▸ **What is being asked**:
Find every row below that contains the word "blue" and copy each of those rows out in full. Only matches with the same capitalization count.

▸ **The records**:
******
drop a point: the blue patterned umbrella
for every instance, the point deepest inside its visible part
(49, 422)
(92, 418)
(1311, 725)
******
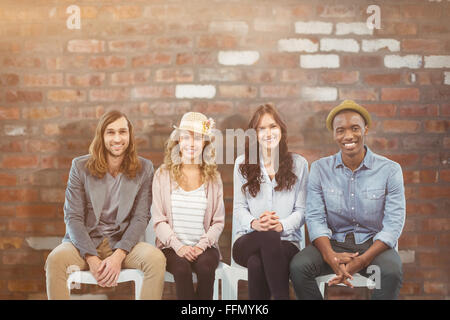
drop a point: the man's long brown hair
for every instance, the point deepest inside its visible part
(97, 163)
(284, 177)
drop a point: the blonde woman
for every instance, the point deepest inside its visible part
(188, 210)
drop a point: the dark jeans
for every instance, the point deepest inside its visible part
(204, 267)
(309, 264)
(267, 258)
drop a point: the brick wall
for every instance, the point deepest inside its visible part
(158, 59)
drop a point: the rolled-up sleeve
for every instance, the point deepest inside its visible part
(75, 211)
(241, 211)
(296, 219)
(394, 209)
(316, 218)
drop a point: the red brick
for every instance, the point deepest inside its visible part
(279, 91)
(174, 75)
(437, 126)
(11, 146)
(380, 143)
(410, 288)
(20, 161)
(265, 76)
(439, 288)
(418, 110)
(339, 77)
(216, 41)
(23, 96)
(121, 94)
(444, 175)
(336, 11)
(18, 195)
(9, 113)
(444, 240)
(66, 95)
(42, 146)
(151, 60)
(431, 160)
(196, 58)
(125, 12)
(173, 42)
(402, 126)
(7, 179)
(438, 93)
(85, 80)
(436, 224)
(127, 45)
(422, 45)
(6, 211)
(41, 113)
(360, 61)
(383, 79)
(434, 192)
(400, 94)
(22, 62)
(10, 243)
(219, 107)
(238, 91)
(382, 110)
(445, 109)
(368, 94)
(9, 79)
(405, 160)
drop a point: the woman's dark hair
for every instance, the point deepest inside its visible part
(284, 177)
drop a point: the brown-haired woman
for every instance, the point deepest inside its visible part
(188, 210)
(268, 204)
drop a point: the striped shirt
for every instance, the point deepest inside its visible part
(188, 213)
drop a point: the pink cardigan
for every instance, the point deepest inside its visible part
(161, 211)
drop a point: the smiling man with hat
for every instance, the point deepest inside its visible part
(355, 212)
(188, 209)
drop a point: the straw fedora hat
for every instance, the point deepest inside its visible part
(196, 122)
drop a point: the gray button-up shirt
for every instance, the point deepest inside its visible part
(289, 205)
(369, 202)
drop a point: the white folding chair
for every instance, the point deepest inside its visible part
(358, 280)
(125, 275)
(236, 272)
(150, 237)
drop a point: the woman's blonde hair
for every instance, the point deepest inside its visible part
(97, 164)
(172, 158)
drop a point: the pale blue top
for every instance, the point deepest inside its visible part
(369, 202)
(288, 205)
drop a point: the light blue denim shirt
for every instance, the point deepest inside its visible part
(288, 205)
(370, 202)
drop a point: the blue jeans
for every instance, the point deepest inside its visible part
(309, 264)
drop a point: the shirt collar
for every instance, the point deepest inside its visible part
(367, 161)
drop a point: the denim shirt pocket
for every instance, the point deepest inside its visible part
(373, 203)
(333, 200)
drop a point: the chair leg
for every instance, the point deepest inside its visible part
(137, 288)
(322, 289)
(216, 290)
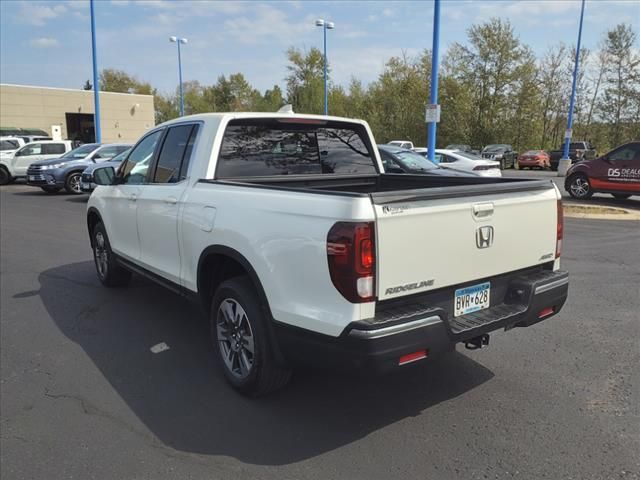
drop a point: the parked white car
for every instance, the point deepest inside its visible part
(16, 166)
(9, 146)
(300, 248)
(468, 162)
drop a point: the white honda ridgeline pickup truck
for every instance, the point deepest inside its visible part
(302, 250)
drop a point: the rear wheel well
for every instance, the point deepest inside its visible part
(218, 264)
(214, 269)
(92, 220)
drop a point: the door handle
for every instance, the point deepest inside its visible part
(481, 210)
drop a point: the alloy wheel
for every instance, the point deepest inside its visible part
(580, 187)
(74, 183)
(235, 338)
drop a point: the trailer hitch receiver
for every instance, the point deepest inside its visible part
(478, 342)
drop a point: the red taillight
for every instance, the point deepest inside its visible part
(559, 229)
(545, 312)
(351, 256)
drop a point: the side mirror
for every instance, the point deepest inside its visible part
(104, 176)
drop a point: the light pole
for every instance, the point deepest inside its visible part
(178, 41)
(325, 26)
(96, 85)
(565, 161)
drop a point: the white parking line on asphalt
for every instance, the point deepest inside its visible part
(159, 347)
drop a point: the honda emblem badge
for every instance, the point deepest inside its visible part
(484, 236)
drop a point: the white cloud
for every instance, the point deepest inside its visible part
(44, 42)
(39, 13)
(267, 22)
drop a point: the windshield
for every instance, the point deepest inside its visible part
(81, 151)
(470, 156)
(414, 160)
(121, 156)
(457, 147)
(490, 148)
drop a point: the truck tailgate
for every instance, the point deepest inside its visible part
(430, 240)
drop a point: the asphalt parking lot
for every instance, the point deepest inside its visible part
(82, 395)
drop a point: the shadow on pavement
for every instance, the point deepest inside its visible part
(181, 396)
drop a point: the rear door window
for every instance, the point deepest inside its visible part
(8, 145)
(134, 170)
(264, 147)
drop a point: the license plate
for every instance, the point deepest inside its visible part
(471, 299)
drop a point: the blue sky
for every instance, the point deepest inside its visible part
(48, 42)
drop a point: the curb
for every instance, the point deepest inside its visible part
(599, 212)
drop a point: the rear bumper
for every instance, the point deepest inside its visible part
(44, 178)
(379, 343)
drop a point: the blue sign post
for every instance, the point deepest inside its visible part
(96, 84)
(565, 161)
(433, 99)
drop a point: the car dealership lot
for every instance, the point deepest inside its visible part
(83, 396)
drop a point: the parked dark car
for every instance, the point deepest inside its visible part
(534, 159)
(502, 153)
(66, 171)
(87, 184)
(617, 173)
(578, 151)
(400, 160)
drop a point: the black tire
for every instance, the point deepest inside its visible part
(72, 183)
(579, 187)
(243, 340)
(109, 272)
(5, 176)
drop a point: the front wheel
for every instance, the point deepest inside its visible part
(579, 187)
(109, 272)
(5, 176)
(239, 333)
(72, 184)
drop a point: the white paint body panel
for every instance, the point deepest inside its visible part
******
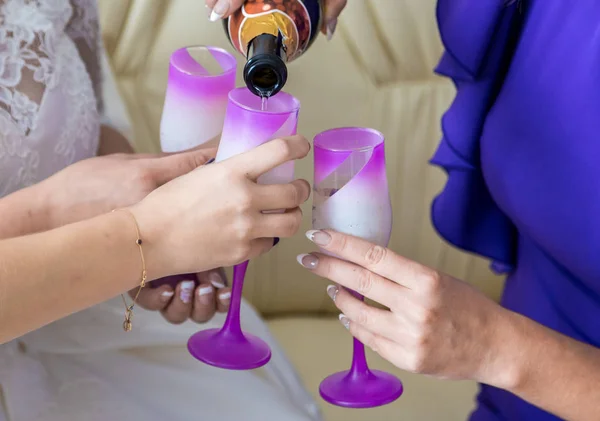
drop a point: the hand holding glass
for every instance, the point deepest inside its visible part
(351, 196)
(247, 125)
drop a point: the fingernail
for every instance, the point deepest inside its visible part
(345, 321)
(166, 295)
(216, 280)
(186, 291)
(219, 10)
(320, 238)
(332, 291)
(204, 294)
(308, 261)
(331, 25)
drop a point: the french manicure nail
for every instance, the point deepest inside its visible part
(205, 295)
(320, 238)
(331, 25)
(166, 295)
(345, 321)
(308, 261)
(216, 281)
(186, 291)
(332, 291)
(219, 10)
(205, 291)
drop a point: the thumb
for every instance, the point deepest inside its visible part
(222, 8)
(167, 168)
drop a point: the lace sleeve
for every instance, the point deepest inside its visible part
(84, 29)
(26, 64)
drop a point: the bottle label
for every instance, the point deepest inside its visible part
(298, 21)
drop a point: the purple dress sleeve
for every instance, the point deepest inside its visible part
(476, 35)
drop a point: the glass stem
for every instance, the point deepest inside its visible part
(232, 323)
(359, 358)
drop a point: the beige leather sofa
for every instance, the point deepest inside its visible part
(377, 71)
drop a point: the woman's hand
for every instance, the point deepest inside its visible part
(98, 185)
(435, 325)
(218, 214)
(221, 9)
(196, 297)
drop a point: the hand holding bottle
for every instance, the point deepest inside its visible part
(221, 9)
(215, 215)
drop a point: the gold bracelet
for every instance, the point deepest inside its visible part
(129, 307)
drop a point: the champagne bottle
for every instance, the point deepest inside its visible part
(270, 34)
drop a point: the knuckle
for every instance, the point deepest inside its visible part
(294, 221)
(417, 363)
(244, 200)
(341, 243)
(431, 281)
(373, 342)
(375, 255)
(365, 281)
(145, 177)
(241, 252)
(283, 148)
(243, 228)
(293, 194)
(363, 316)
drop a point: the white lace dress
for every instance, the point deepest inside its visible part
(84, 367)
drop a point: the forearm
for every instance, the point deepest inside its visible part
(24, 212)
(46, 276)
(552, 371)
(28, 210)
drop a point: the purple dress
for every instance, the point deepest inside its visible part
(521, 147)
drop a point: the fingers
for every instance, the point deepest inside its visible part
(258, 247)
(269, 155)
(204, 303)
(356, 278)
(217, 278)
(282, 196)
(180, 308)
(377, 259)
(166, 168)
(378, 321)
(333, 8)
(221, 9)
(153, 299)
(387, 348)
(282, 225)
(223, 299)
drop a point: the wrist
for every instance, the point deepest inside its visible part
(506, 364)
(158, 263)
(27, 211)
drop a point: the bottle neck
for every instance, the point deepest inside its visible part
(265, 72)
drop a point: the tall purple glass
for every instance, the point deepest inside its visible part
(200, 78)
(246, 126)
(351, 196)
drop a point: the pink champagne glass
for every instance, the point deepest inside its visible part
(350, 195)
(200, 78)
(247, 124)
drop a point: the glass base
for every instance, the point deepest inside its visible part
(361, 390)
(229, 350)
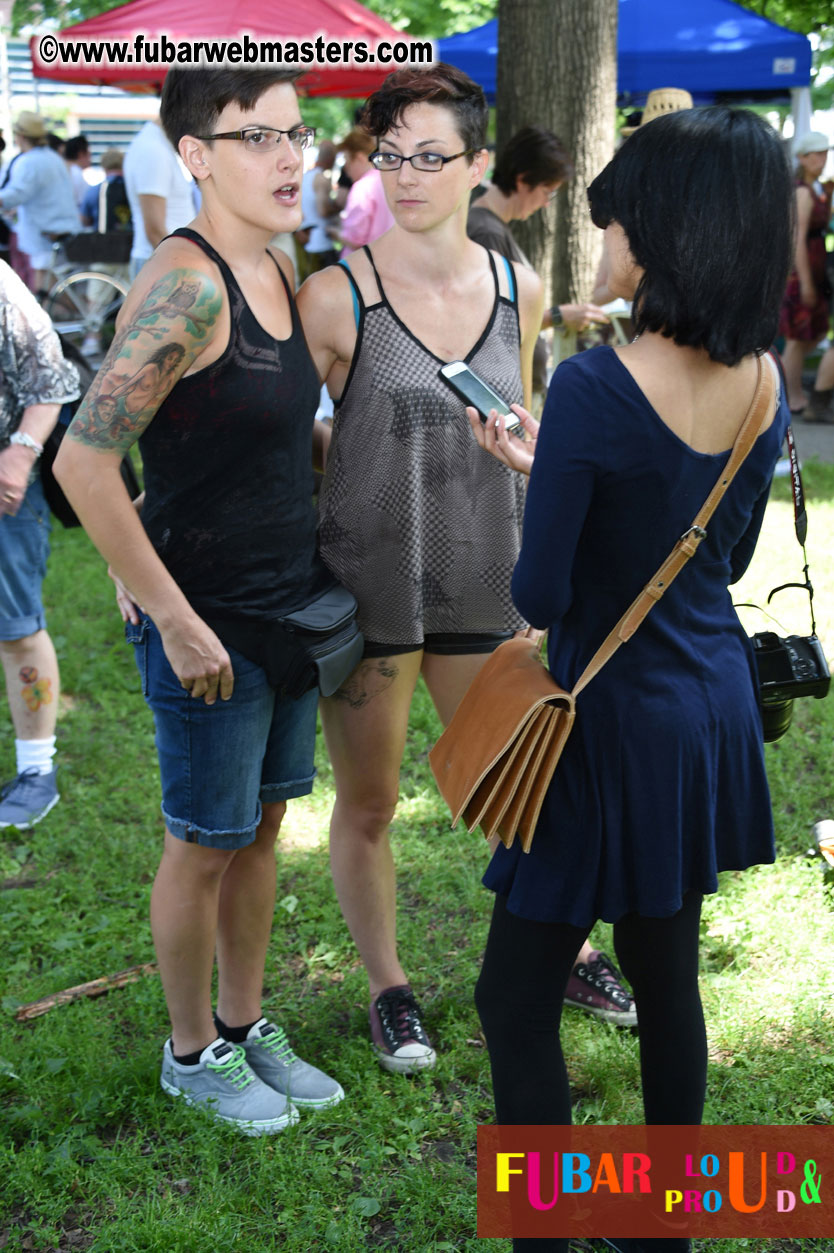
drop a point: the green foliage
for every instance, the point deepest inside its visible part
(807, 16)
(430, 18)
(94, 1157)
******
▸ **Output of the exercise**:
drop a point: the blue patterned umbrella
drop a point: the pale blue top
drop a point: the light blue denim shirt
drop a point: the blue jeans
drop a point: the blue sky
drop a point: the blue sign post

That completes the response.